▶ _Task brief_
Render the material below as a Markdown table with the columns "Row" and "Line," numbering each row and omitting blank lines. Begin at the line that contains "Find the <item>dog's right" and stop after the line that contains "Return every instance of the <item>dog's right".
===== Exercise inputs
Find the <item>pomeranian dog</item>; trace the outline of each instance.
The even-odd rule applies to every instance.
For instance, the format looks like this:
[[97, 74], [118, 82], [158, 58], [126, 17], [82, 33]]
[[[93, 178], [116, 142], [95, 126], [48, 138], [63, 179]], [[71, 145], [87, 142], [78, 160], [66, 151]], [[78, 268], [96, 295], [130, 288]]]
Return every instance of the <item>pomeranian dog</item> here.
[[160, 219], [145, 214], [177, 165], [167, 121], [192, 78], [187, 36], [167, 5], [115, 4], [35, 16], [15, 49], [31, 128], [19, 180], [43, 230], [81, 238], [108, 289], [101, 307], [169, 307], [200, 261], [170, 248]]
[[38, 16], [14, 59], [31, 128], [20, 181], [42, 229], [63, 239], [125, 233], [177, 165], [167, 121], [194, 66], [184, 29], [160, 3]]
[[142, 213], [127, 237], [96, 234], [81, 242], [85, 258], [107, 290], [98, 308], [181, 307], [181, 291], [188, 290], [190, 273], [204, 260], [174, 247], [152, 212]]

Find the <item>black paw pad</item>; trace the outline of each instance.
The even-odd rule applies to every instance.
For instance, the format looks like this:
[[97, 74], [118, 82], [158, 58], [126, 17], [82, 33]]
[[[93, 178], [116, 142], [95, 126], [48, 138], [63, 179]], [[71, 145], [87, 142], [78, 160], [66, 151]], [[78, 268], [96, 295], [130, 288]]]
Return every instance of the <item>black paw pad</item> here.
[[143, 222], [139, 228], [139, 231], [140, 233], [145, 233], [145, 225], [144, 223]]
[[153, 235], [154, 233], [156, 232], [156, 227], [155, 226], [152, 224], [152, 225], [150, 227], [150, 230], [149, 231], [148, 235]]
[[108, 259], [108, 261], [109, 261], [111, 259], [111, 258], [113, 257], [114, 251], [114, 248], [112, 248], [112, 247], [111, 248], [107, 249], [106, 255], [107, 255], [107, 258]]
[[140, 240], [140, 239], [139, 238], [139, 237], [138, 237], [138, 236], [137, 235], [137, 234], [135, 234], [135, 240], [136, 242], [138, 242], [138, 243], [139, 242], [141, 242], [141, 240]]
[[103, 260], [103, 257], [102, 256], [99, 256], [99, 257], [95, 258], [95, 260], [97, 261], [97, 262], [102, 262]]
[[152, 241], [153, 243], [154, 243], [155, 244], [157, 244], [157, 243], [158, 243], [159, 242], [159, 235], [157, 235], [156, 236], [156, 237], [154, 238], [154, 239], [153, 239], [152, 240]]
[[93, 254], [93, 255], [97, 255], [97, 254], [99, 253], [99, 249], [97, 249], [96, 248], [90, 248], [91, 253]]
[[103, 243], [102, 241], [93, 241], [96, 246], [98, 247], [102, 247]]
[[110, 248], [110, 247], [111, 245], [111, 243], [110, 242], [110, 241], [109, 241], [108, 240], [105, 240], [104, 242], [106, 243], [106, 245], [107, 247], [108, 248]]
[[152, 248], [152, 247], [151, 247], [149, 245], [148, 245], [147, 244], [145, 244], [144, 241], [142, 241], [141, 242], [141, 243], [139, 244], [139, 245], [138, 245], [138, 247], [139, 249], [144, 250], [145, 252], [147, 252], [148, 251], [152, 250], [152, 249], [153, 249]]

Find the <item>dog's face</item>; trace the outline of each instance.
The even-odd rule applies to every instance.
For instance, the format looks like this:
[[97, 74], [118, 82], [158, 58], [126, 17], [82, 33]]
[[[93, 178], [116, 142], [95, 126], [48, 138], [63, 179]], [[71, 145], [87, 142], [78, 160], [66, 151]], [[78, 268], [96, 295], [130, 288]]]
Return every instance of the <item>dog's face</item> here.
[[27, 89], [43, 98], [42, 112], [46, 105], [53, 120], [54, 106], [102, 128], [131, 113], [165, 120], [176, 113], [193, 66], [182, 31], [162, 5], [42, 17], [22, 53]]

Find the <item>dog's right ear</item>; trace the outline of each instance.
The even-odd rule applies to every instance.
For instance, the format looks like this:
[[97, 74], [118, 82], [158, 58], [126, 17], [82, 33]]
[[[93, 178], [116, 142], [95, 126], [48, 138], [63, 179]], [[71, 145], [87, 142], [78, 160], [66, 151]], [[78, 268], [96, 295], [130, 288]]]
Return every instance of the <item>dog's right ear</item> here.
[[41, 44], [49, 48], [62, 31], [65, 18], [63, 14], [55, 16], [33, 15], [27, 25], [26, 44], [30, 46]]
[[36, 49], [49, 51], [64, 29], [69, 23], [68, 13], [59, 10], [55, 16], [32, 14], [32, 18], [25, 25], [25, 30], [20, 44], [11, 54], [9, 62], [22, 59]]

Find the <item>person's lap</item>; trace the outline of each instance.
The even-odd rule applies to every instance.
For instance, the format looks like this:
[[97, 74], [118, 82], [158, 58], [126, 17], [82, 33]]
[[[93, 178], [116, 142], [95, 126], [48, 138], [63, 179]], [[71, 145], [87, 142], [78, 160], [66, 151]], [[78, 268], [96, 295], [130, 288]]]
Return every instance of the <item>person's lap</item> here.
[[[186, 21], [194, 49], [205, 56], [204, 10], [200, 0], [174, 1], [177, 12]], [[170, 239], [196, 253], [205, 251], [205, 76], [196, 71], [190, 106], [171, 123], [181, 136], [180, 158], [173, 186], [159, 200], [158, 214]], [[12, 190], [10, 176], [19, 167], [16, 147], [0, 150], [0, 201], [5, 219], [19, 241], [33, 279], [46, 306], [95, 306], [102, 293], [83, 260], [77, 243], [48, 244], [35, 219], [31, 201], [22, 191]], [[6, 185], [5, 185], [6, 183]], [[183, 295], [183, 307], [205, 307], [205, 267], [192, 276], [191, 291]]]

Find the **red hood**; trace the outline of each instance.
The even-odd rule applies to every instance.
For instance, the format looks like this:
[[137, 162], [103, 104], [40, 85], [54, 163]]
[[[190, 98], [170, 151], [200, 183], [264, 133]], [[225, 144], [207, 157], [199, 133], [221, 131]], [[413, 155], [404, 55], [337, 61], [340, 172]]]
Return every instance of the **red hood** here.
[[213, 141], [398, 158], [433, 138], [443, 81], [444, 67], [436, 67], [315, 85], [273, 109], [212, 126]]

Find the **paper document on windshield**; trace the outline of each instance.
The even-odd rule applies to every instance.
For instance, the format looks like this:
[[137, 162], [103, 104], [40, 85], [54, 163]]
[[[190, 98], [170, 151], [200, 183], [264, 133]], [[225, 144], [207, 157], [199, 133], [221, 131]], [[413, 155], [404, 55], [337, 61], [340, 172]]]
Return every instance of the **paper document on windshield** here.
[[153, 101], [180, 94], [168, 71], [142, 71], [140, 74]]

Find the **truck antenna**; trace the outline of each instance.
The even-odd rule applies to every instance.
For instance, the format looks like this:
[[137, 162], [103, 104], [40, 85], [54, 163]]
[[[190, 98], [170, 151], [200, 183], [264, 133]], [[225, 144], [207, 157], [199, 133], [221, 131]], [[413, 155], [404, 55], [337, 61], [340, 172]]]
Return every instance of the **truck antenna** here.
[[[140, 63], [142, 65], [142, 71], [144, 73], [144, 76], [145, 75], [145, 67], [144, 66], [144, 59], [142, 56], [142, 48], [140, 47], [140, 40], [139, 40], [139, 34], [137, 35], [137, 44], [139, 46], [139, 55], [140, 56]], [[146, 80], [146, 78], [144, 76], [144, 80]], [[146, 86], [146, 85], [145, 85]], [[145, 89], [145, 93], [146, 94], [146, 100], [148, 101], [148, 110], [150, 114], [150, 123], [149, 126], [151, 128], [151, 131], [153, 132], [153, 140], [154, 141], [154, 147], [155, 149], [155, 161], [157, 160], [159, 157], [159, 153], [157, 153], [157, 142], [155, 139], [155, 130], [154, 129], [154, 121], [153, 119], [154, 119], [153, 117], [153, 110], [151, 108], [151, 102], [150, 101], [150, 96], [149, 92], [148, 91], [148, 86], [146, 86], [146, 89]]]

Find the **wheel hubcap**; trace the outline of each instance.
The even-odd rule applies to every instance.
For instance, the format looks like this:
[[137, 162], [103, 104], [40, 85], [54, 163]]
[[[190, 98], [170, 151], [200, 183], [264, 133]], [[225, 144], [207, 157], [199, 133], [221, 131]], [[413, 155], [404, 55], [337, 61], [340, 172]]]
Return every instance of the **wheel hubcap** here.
==========
▶ _Full output_
| Row | Line |
|---|---|
| 1 | Find the <item>dog's right ear</item>; trace the outline of each instance. |
| 2 | The even-odd rule applies to every instance. |
| 3 | For instance, the format looks like this: |
| 4 | [[97, 74], [118, 82], [158, 58], [126, 17], [82, 33]] |
| 5 | [[[93, 178], [116, 142], [95, 126], [48, 138], [63, 179]], [[71, 145], [87, 142], [78, 160], [66, 151]], [[78, 268], [96, 295], [130, 288]]] |
| 6 | Return every instance of the <item>dog's right ear</item> here. |